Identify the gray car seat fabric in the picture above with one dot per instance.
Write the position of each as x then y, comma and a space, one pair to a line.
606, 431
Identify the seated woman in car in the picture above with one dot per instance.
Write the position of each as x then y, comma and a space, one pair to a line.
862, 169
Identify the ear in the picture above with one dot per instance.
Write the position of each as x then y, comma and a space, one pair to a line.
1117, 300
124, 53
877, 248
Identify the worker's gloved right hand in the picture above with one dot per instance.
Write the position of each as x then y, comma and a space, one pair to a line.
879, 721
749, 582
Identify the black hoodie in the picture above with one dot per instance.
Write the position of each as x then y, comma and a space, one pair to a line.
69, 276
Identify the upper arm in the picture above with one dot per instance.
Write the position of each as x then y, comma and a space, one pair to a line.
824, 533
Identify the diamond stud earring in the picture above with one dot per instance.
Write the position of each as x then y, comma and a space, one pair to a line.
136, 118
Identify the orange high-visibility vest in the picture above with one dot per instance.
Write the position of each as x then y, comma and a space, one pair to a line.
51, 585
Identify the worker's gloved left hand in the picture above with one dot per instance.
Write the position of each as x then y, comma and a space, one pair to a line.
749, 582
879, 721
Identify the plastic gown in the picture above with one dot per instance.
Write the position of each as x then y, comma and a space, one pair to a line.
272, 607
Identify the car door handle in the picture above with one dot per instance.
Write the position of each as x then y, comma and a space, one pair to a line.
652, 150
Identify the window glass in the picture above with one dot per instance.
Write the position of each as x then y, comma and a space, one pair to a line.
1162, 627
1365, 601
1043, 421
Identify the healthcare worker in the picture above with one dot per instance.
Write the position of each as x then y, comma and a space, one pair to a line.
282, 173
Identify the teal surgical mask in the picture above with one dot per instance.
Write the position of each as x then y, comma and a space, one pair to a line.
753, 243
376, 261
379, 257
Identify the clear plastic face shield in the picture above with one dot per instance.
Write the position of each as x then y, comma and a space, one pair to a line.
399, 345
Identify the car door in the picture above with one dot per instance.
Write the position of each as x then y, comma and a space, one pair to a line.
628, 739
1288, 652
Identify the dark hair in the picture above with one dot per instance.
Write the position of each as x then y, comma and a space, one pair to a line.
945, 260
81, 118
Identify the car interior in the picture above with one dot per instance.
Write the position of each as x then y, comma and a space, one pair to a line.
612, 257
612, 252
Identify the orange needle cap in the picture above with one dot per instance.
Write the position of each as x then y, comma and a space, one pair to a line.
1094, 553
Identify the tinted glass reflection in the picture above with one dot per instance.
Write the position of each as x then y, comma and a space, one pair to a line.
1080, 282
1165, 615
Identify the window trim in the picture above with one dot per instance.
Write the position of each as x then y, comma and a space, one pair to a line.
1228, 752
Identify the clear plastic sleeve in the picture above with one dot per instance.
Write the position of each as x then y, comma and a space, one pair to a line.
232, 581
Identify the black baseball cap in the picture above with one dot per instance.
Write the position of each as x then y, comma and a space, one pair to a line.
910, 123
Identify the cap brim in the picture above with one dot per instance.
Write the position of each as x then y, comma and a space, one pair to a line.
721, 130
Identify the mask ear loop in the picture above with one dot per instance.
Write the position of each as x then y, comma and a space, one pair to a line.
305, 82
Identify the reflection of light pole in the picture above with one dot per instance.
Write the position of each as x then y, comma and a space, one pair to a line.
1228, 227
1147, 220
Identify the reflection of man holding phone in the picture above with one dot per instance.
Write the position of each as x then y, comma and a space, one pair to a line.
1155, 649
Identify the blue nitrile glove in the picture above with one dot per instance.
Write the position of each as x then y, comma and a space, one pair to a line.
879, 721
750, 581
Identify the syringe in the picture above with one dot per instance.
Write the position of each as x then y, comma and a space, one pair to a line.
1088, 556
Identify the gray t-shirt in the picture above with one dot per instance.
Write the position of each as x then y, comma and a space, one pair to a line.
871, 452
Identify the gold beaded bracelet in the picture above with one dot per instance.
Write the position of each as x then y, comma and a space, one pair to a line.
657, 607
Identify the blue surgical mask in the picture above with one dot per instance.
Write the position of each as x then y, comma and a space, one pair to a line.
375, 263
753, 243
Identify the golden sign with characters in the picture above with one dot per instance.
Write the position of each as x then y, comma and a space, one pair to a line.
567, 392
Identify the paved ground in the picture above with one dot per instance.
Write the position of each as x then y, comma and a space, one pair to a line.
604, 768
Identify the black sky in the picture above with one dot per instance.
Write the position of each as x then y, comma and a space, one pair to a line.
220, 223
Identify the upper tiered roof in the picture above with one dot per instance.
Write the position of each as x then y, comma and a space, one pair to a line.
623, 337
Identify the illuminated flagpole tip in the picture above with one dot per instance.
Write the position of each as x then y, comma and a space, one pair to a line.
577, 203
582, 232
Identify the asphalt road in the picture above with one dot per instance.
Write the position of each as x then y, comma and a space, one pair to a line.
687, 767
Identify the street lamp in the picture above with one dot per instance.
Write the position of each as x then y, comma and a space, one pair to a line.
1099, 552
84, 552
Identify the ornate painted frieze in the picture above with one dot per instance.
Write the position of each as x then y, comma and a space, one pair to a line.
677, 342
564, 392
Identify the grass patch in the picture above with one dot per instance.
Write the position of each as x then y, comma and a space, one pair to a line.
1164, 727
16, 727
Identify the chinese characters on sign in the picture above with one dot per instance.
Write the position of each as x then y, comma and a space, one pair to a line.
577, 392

---

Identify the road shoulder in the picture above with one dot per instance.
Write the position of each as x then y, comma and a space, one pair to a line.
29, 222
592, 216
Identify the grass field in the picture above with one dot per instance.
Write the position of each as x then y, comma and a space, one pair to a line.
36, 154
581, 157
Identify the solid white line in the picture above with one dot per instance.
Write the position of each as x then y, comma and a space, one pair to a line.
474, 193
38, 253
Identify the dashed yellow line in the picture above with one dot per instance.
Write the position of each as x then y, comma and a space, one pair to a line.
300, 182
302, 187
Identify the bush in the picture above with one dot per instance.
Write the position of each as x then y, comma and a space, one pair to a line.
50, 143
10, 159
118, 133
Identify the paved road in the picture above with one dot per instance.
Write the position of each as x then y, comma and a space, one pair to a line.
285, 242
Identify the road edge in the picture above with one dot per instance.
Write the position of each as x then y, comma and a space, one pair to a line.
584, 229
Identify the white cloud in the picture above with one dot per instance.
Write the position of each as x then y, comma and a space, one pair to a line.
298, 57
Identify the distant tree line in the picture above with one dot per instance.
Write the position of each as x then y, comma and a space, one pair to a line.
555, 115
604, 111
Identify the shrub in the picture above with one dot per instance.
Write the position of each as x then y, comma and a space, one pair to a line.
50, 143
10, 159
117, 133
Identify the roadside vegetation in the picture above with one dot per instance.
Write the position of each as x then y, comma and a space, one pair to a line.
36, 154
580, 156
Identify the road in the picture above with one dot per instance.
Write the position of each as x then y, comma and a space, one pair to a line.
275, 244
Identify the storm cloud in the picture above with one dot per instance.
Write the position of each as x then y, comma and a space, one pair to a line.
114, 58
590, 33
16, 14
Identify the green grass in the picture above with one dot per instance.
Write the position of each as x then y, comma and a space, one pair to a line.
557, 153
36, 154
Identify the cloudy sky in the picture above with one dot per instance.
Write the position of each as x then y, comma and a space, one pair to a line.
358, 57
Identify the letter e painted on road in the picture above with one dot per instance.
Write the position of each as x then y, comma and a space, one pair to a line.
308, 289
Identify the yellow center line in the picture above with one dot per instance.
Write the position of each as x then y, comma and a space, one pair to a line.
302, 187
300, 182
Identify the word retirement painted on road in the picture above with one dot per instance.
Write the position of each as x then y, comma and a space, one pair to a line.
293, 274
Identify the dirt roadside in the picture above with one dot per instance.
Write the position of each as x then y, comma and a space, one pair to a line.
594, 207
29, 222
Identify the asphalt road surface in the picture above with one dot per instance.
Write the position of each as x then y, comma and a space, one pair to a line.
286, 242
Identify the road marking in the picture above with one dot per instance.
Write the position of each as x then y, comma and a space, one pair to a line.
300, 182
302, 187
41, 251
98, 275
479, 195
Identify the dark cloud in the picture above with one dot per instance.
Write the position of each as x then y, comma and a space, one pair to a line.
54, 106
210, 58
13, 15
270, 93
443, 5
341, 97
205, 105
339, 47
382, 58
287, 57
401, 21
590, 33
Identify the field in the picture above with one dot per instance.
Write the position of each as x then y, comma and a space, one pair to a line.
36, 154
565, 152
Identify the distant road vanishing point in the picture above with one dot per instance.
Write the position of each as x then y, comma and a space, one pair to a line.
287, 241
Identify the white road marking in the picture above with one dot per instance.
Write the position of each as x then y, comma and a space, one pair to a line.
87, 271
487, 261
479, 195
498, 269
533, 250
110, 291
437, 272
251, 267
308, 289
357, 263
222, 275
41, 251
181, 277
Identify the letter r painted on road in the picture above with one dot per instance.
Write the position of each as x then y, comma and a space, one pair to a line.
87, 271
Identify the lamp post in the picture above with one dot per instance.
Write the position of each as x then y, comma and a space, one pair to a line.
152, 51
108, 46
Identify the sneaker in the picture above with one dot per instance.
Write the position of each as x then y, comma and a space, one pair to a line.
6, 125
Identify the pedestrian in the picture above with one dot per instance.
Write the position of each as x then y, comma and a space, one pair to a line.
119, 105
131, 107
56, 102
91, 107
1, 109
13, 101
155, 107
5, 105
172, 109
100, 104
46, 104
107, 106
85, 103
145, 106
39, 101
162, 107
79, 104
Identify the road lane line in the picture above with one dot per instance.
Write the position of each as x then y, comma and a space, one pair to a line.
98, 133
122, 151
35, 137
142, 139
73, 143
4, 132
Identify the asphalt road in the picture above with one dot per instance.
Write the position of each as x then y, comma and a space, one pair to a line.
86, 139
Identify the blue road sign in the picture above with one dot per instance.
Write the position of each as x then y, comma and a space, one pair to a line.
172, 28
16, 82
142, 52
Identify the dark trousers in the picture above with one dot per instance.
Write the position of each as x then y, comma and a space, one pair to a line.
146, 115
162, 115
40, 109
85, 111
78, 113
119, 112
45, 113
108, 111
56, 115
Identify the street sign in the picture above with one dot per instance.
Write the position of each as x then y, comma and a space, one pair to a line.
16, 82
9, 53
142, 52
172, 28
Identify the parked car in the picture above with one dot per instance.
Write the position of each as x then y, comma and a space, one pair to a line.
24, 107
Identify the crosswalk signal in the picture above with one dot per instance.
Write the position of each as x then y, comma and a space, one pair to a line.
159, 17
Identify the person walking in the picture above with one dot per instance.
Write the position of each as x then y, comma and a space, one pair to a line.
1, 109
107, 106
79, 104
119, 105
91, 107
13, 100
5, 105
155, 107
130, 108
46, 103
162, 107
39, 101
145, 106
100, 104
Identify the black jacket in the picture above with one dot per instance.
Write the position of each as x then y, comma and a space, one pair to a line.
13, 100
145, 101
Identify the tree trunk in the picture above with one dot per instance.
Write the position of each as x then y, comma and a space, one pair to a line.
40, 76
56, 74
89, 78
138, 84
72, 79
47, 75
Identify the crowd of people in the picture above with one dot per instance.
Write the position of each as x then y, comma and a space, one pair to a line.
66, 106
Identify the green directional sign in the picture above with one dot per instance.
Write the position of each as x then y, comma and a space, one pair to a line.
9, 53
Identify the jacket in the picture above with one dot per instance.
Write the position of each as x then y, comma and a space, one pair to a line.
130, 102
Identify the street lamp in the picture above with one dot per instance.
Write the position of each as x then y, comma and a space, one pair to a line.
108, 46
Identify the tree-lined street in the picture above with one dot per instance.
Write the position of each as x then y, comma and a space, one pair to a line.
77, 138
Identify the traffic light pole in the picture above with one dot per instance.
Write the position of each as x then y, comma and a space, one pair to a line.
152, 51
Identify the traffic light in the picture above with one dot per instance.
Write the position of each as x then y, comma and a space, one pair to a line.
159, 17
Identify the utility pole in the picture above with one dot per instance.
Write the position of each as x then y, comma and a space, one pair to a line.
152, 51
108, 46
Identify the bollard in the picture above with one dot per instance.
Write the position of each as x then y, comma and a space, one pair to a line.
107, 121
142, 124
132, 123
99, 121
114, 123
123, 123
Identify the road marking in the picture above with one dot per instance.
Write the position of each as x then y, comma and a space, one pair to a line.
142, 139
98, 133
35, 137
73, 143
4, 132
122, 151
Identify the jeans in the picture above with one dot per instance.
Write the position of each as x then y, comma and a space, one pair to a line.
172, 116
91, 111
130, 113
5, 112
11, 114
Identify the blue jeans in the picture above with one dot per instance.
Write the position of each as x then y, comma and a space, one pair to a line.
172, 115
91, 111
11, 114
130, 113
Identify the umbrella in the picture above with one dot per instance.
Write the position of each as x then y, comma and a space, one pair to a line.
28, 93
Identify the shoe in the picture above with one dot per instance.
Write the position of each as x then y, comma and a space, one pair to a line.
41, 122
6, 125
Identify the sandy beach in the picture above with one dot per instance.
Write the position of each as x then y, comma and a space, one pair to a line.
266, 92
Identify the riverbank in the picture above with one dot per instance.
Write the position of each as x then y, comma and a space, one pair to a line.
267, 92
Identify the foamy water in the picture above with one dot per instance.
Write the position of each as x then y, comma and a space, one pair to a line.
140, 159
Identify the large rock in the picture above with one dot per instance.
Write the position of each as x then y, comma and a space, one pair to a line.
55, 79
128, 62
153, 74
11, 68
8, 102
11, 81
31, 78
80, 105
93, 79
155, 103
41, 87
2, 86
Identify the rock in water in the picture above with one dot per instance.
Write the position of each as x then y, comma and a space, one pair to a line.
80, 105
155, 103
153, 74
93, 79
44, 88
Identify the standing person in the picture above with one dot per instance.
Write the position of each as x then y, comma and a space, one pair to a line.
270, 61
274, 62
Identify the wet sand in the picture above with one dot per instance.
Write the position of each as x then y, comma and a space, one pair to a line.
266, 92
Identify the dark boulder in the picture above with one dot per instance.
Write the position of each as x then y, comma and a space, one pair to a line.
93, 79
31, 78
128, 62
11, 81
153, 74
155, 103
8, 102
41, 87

...

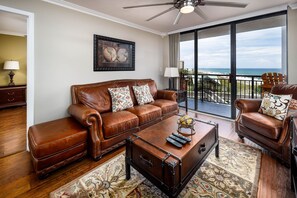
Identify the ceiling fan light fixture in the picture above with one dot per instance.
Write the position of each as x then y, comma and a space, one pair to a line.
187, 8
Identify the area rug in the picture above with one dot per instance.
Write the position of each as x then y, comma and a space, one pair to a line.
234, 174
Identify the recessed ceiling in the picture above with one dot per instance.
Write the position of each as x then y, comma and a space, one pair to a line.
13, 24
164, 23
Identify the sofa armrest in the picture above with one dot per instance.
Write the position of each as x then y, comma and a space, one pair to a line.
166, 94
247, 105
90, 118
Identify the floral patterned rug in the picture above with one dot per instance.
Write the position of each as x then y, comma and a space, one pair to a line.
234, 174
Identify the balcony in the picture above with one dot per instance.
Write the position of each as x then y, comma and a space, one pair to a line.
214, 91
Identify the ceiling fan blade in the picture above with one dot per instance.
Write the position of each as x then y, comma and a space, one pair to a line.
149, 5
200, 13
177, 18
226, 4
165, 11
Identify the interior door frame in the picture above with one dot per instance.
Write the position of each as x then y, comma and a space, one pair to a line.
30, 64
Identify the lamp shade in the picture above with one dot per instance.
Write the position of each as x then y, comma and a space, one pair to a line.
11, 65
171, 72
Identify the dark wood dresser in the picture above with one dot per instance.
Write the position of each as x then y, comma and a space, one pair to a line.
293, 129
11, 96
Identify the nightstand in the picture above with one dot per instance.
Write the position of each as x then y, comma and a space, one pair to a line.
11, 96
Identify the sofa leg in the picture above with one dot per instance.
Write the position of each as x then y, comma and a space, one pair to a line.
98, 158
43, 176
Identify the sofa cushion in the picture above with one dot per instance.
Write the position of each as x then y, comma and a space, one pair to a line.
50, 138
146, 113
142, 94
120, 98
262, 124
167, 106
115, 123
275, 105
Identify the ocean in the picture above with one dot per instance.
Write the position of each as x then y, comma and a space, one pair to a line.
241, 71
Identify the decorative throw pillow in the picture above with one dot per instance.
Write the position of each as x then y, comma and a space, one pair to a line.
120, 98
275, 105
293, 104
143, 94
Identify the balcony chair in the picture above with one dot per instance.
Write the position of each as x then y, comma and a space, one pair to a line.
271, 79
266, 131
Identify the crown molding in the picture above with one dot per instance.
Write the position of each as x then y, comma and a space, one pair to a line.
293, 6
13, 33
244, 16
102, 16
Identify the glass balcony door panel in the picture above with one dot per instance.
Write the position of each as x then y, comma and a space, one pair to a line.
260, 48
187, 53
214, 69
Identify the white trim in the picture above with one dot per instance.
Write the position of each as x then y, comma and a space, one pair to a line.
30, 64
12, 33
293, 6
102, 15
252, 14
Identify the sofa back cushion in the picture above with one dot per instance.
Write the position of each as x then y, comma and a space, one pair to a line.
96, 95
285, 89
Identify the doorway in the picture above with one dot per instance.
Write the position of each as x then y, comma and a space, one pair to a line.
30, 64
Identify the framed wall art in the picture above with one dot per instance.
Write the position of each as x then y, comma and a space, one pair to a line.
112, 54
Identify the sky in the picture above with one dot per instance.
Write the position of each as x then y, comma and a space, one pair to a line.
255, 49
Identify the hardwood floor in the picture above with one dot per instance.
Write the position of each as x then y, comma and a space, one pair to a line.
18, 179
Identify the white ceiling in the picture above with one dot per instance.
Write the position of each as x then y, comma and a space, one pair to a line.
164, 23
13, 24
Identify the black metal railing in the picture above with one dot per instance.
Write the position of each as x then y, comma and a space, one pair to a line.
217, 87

▸ DOEL:
Spoor alle regels hierboven op waarin het woord "glass" voorkomt en schrijf ze volledig over. Hoofdletters en kleine letters maken daarbij verschil.

▸ UITWERKING:
Identify the window glass in the picture above with one dot per instance.
Identify the tinted glass reflection in the picture above with one dot per instance.
Identify the glass balcony door panel in the picture above with one dot per instance.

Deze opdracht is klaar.